# WHAT THE EXERCISE ASKS:
Going line by line through the listing below, count each line that includes the word "photo", and reply with the count only.

# LISTED RECORDS:

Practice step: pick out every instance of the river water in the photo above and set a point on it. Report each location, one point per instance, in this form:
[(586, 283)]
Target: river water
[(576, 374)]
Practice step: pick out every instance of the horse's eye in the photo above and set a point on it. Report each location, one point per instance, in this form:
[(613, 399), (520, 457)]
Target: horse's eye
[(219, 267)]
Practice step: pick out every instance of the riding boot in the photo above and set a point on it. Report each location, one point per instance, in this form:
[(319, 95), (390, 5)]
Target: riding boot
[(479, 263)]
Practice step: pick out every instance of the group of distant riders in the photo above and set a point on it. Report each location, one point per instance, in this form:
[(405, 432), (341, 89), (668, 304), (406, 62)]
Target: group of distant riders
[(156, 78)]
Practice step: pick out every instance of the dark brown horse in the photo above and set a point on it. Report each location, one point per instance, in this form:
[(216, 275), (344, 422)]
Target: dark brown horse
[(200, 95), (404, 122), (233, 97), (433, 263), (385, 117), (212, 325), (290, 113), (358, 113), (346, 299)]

# RESPONSE TO THE TASK:
5